_Texte fourni_
--- --- ---

Les "féministes véganes" et antispécistes sont les plus rapides à dégainer leur aversion pour quelques-uns de mes tweets. Jamais un mot de solidarité avec eux ou leurs avocates, au nom d'une solidarité avec des opprimé-es fantasmé-es, pour les animaux abattus dérogatoirement dans les abattoirs de la République selon les deux rites juif mais surtout halal, puisque désormais les "musulmans" ou fantasmés tels sont les "persécutés" qui concentrent toute l'attention. Les plus hardies, à leur maximum, se contentent d'un favori de temps en temps. On se dit antispéciste, mais le racisme mou du différentialisme culturel l'emporte : le sujet étant accaparé par la seule extrême-droite, les autres sont donc assimilé-es à cette idéologie délétère. Les animaux ? Mais what the fuck, c'est que des bêtes. Un comble.

Revenons au voile : c'est un linceul, un stigmate, puisqu'il est imposé aux seules femmes. Il permet le contrôle des femmes dans l'espace public, parce que c'est dans l'espace public qu'il est obligatoire. Ainsi habillées, les hommes peuvent exercer leur contrôle sur les déplacements des femmes, plus facilement repérables puisque l'uniforme est de rigueur. Eux, par tous les temps, et surtout les temps chauds d'été, sont en polos, shorts, chemisettes et nu-pieds, personne n'objecte. L'espace public est le lieu des hommes, eux seuls y ont accès ; les femmes peuvent toutefois l'emprunter mais à des heures décentes, dans la journée, les heures ouvrables de préférence, ce qui rétrécit encore les plages horaires, et pour de bonnes raisons utilitaires : aller conduire et chercher les mômes à l'école, les conduire chez le médecin, faire les courses ; bien entendu, pas question d'aller se détendre dans un bar ou un café, mule étant quand même la principale utilisation des femmes par les hommes, leur reproduction perpétuation venant immédiatement après. Bonniche et mule : le destin promis par les patriarcaux.

--- --- ---

Extraits d'un jeu de données d'annotation de localisation:
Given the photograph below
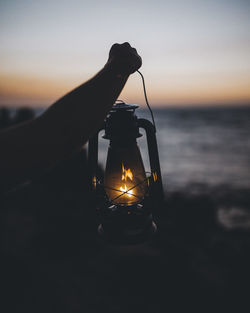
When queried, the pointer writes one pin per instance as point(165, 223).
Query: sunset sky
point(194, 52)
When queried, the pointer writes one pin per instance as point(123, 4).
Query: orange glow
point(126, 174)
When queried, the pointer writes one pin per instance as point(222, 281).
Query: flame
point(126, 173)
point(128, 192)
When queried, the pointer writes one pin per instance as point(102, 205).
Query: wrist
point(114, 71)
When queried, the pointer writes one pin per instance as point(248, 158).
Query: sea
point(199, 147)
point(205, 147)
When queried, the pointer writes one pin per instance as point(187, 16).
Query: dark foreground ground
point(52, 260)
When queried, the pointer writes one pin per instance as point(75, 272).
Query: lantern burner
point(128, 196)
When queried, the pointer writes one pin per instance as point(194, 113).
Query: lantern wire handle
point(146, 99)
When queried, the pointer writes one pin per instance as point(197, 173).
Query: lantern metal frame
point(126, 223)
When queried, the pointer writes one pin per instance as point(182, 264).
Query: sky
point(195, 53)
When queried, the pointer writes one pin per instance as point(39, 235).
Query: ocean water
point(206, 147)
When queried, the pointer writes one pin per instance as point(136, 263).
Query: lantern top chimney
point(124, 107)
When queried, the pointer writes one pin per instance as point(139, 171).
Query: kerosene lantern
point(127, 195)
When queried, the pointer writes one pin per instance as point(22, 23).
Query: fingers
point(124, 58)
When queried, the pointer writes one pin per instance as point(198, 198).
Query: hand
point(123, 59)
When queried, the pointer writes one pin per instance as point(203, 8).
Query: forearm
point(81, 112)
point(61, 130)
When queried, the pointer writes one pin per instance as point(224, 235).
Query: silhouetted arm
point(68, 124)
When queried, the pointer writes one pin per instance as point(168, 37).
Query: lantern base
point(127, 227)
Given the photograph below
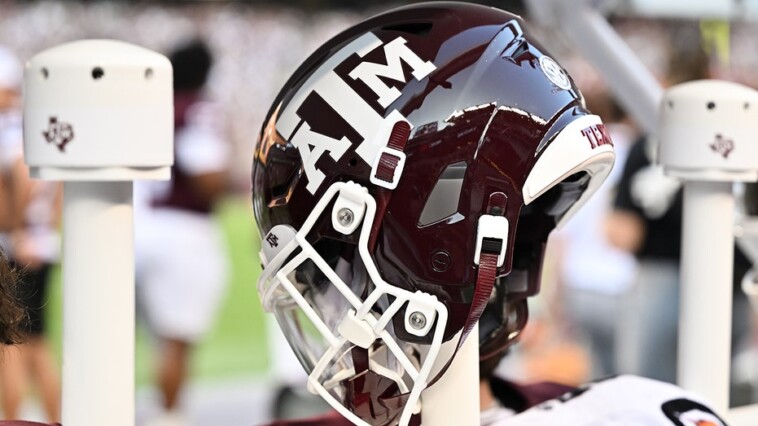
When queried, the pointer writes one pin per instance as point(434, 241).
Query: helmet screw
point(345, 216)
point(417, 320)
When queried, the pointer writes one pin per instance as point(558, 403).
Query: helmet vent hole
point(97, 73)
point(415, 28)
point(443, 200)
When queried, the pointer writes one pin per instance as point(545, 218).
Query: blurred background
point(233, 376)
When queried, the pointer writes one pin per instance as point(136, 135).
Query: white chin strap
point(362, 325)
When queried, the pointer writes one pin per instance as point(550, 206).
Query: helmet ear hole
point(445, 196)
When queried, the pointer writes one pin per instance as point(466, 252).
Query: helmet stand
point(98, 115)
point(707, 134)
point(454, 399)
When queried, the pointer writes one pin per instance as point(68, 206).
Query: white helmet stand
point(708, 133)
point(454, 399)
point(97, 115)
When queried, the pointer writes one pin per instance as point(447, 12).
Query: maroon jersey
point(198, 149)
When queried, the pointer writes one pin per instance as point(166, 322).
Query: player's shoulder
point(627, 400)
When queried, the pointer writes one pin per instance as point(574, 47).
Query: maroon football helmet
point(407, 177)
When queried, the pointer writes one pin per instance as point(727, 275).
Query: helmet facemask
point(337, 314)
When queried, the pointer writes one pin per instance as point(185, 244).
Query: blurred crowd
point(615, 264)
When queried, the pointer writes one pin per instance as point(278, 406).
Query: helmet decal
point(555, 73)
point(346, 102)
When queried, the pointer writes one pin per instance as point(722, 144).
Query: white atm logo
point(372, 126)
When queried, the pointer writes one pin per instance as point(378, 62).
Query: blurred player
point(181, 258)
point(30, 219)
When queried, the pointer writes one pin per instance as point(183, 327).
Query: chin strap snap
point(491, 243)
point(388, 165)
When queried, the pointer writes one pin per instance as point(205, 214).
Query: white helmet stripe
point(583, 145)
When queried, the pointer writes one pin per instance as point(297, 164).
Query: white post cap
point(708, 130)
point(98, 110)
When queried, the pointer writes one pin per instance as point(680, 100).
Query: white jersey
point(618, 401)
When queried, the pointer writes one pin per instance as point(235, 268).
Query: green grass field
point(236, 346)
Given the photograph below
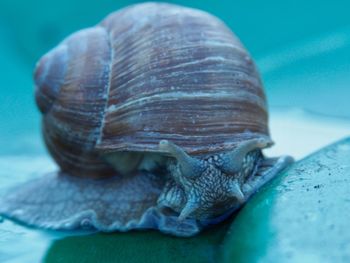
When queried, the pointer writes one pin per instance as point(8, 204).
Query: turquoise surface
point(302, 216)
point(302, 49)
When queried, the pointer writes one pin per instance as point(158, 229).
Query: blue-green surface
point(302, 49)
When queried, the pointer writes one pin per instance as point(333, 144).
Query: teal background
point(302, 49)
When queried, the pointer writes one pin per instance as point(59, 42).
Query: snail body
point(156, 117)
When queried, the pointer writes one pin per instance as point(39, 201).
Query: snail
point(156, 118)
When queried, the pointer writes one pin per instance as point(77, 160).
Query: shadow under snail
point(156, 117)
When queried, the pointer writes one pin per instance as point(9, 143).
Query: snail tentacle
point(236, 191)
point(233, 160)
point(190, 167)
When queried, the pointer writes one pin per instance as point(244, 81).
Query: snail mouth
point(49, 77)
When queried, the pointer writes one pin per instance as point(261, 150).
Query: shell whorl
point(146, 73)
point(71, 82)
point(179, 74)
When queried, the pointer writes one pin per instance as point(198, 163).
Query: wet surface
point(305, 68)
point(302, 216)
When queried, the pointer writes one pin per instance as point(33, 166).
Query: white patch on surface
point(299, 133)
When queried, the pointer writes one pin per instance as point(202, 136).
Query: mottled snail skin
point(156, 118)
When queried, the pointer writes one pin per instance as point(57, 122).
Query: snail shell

--- --- ---

_Consignes_
1 > D'après le texte fourni, quels vêtements les hommes portent-ils par tous les temps, et surtout l'été ? Citez-les tous.
2 > Dans les entrées, mettez à jour les lignes allant de celle qui contient "as point(194, 113)." jusqu'à celle qui contient "point(195, 53)", cette dernière comprise, en remplaçant "lantern" par "lamp". Ne redonnez que ces lignes.

_Réponses_
1 > Polos, shorts, chemisettes et nu-pieds.

2 >
When queried, the pointer writes one pin per instance as point(194, 113).
Query: lamp wire handle
point(146, 99)
When queried, the pointer writes one pin per instance as point(197, 173).
Query: lamp metal frame
point(126, 223)
When queried, the pointer writes one pin per instance as point(182, 264).
Query: sky
point(195, 53)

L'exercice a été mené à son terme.